Data supplied:
____

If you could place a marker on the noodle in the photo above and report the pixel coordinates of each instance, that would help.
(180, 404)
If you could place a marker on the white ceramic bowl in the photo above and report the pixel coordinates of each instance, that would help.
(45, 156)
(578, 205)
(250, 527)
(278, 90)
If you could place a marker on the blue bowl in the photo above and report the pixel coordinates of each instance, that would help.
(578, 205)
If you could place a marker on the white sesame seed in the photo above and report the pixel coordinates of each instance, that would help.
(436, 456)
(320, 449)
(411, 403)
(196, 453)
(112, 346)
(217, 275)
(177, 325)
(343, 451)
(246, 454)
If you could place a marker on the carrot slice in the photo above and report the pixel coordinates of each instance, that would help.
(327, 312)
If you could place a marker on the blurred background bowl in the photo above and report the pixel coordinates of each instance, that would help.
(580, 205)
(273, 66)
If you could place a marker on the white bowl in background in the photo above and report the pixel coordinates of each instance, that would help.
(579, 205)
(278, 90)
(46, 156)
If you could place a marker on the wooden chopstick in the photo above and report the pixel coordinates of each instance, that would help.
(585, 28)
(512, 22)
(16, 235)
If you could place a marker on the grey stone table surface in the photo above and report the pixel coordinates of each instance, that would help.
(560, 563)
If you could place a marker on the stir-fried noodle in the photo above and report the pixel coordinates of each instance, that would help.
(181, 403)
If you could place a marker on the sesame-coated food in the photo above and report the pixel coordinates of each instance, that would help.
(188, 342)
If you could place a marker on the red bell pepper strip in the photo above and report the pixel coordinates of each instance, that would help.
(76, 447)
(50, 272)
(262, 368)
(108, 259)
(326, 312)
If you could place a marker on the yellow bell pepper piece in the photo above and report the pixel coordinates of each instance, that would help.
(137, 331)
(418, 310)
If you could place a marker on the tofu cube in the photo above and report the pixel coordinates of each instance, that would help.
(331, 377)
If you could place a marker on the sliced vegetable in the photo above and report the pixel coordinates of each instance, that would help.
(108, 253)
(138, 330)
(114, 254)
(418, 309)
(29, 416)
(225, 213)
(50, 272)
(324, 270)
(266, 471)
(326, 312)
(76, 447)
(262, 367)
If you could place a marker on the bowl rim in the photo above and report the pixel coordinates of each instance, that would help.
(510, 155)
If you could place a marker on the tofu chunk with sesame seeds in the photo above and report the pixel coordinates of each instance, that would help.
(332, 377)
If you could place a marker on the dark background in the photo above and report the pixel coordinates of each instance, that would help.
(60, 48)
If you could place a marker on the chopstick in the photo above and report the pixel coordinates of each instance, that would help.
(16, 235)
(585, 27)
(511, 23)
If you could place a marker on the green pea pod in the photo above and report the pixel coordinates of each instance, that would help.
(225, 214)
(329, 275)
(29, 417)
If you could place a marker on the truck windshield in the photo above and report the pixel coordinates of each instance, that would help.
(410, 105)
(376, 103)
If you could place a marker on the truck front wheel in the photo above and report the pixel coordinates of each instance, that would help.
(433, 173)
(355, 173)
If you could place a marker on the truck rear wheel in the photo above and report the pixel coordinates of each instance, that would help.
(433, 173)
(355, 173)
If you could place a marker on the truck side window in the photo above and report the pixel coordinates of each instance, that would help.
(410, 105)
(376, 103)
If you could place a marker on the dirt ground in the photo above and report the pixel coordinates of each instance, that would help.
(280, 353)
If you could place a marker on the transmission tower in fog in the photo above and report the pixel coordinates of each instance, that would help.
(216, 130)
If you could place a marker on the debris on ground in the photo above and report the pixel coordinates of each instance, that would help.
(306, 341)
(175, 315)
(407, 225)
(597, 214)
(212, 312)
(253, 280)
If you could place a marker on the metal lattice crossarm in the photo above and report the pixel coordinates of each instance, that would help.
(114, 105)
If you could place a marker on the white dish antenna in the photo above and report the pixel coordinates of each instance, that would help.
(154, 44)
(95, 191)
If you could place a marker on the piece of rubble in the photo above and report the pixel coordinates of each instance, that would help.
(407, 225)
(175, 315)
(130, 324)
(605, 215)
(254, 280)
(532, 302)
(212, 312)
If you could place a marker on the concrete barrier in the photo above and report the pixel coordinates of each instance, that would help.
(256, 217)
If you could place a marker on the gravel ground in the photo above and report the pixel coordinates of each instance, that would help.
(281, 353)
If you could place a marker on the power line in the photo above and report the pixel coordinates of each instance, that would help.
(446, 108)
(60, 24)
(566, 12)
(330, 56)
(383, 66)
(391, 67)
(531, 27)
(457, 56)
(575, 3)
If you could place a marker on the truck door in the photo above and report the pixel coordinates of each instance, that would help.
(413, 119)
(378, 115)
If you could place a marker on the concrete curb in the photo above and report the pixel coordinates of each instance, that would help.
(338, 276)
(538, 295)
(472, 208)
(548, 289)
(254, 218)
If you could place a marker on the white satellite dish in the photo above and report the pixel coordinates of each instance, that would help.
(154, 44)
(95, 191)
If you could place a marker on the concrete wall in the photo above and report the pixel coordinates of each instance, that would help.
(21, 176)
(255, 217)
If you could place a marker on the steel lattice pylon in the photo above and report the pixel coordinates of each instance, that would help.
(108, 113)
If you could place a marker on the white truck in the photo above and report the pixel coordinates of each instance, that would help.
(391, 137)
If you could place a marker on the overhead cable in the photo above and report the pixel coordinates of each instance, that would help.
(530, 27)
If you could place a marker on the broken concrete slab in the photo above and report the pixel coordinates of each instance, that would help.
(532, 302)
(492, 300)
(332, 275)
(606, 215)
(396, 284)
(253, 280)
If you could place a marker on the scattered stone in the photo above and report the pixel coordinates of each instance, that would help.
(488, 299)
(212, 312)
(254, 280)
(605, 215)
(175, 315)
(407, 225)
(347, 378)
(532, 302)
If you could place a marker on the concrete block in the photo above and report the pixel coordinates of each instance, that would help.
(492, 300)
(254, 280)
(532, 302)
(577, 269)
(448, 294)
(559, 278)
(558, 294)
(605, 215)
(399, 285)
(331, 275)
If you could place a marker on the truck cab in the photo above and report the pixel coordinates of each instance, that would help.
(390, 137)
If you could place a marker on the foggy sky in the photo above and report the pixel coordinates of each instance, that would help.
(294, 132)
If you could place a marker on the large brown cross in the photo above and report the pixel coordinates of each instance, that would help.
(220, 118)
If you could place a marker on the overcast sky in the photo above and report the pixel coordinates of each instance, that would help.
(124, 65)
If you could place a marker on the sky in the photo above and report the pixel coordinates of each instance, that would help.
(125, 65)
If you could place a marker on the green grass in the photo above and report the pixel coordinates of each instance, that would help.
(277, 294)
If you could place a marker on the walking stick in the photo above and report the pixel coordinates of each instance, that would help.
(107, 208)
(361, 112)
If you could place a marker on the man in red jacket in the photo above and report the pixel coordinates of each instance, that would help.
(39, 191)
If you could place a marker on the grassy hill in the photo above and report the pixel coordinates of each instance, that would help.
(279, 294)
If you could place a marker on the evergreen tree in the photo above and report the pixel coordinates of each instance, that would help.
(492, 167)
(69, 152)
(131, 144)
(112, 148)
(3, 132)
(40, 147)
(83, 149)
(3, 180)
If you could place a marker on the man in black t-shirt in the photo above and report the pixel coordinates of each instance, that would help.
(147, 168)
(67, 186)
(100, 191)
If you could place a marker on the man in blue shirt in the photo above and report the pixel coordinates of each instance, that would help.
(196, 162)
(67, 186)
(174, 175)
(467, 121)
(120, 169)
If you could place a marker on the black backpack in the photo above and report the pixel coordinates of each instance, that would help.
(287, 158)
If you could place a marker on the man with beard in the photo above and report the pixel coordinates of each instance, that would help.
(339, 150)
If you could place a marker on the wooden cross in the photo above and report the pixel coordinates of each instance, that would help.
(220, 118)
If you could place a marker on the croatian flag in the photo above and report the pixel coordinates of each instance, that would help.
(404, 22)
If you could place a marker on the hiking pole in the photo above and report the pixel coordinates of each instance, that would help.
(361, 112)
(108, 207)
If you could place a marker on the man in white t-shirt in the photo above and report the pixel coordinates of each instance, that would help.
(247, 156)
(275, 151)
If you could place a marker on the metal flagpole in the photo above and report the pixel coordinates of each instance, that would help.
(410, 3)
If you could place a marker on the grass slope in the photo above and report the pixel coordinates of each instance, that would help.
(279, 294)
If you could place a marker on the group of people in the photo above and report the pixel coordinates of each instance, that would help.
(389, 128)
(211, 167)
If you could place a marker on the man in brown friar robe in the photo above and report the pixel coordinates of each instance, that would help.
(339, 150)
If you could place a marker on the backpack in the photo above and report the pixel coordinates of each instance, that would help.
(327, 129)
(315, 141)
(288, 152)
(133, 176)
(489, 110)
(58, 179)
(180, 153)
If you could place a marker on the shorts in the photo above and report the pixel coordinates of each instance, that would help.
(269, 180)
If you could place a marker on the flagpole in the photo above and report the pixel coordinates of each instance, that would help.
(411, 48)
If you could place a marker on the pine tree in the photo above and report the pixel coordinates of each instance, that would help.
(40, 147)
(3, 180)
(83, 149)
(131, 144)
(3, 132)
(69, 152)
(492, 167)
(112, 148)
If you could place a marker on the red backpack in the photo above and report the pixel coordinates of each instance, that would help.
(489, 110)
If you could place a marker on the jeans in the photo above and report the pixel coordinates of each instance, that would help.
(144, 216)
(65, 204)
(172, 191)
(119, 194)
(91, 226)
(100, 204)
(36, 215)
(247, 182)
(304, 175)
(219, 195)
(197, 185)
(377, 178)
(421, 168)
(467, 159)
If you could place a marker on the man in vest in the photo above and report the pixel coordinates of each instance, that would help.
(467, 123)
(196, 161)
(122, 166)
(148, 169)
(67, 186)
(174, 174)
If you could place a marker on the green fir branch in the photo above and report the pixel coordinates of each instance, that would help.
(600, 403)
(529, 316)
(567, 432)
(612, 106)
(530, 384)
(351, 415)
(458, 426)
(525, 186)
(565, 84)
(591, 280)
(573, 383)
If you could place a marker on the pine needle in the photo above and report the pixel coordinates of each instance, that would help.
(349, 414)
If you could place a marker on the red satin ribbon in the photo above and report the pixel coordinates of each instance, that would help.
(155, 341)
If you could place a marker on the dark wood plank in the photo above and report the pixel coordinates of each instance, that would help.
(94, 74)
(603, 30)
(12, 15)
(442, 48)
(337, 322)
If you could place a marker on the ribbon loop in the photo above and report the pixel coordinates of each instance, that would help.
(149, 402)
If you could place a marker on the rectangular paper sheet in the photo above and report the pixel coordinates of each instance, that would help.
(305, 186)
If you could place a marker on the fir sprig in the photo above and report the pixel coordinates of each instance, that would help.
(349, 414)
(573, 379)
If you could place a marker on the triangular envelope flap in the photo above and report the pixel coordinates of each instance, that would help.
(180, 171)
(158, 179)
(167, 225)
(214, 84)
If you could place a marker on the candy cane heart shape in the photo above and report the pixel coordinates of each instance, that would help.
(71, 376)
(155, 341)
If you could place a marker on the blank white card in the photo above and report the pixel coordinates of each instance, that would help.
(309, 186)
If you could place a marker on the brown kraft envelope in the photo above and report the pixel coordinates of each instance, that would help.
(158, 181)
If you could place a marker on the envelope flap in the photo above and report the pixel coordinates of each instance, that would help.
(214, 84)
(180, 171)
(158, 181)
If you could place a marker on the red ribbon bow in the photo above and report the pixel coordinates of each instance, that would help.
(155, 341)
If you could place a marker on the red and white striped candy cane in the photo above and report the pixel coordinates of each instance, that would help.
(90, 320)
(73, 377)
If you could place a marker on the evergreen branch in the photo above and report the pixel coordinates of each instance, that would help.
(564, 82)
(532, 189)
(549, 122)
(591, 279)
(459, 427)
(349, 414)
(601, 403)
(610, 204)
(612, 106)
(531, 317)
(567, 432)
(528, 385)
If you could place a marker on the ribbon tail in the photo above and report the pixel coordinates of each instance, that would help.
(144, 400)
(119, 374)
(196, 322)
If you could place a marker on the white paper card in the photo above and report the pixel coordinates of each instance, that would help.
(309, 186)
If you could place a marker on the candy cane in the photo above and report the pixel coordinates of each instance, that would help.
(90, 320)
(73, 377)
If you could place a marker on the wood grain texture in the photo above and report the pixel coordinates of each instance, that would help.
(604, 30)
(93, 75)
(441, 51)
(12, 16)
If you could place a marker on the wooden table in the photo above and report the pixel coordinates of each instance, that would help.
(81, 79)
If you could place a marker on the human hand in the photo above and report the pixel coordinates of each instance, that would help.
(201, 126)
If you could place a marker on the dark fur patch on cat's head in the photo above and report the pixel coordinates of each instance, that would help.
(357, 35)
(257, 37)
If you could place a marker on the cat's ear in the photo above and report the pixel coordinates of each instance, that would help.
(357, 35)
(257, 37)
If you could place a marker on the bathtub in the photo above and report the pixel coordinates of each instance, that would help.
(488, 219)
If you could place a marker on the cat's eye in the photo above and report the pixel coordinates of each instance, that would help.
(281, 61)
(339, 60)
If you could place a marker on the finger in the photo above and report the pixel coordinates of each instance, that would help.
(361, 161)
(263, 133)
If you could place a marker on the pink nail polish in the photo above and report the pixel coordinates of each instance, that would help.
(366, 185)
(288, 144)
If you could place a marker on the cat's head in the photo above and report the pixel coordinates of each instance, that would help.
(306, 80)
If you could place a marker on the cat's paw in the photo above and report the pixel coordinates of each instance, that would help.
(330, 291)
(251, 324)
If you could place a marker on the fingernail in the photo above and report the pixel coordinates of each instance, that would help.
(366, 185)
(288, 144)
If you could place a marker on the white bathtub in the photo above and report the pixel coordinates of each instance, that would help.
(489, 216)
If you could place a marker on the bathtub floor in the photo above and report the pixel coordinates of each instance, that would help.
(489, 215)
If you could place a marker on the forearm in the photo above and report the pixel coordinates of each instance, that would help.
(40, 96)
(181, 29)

____

Work instruction: Repeat only what runs from the line holding "If you could place a marker on the cat's ear" to the end of the data, keeping every line exactly as written, first and last included.

Reply to the task:
If you could place a marker on the cat's ear in the photo above and report the pixel coordinates of each instance, that would help.
(357, 35)
(257, 37)
If you could place a marker on the bathtub in the photo above and report the pixel coordinates of each instance, that would help.
(488, 219)
If you could place a marker on the cat's eye in the photo above and report the pixel coordinates of each instance, that would help.
(281, 61)
(339, 60)
If you could place a marker on the finger in the photo above and report the pixel coordinates of each instance, that would help.
(361, 161)
(263, 133)
If you could place a marker on the pink nail polish in the photo above and report the pixel coordinates of each instance, that would help.
(366, 185)
(288, 144)
If you could place a marker on the cat's head in the photo above and report the pixel coordinates of each instance, that would help.
(306, 80)
If you could place a marker on the cat's paw in the photo above and report the pixel coordinates of each instance, that would help.
(330, 291)
(251, 324)
If you could place a marker on the fingernail in the photo above and report the pixel coordinates of each instance, that would help.
(366, 185)
(288, 144)
If you could place a marker on the white bathtub in the photo above and report the pixel coordinates of each instance, that would help.
(489, 216)
If you could place a marker on the bathtub floor in the photo above and report the pixel coordinates of each instance, that would help.
(489, 215)
If you could place a marker on the forearm in the photo above and report the pixel coordinates of each instance, that would help.
(40, 96)
(181, 29)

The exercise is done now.